Excerpted passage

──────────

Previously I wrote a post about the Booker Prize 2011 Short List. It was announced today (October 18th) that Julian Barnes won for his novel, The Sense of an Ending. The Guardian has a very nice article about the win and the controversy over the list regarding “populism over quality”.
Here are the books that didn’t make the short list this year – many of which are on my list to read.
A Cupboard Full of Coats by Yvvette Edwards: Yvvette Edwards is an East Londoner whose mother is from the Caribbean. Her debut novel is set in the world and culture she is very familiar w and grew up in multi-ethnic working class London.
Fourteen years after her mother’s murder, Jinx answers her door and finds “Lemon” who tells her the murder has been released from jail.”Lemon” was previously involved with her mother and is somewhat mysterious. The novel takes place in the next three days as Jinx looks back at her mother who choose to stay in an abusive relationship and this look into the past forces her to reexamine her own relationship with her son.
Availability in the USA: Available in Kindle, paperback and audio editions.
The Guardian and The Telegraph had short reviews of this novel and differed in opinion. The Telegraph states, “A light touch stops the novel being overwrought. ” And The Guardian writes, “Booker long listings cause intense scrutiny and can do a book a disservice; readable as this one undoubtedly is, the quality of writing and structure make its inclusion a surprise. ”
Blog Reviews:
Derby Day by DJ Taylor: Taylor, a biographer of both Thackeray and Orwell, returns to his familiar 19th century in his latest novel. While the literary critic has received a prize for his biography, this is his first nomination for the BookerPrize
Derby Day reflects the 19th century novels it is patterned after with many characters, mysteries, and action which all culminates in Derby Day at Epsom Downs.

──────────

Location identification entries
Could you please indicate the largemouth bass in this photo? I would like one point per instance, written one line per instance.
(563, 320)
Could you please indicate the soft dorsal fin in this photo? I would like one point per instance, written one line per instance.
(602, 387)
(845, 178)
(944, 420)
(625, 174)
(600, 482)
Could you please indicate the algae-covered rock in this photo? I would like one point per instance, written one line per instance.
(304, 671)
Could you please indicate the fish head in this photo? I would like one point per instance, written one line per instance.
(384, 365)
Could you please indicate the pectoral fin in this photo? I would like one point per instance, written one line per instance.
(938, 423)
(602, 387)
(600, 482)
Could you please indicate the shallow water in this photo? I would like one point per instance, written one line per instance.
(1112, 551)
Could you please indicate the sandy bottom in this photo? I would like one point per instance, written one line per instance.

──────────

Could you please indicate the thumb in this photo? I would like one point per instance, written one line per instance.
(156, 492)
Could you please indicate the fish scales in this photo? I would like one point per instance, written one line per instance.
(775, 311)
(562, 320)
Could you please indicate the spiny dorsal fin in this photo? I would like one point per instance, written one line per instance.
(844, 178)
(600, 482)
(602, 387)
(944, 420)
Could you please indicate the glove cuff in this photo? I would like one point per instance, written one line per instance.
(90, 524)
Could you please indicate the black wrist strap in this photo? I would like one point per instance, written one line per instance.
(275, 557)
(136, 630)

──────────

Exercise objective
Answer these questions from the Booker Prize post:
1. Which novel won the prize, and who wrote it?
2. In which editions is A Cupboard Full of Coats available in the USA?
3. At what event and place does Derby Day culminate?
The rows are separate material, apart from the Booker Prize post.

Solution
1. The Sense of an Ending, by Julian Barnes.
2. Kindle, paperback and audio editions.
3. Derby Day at Epsom Downs.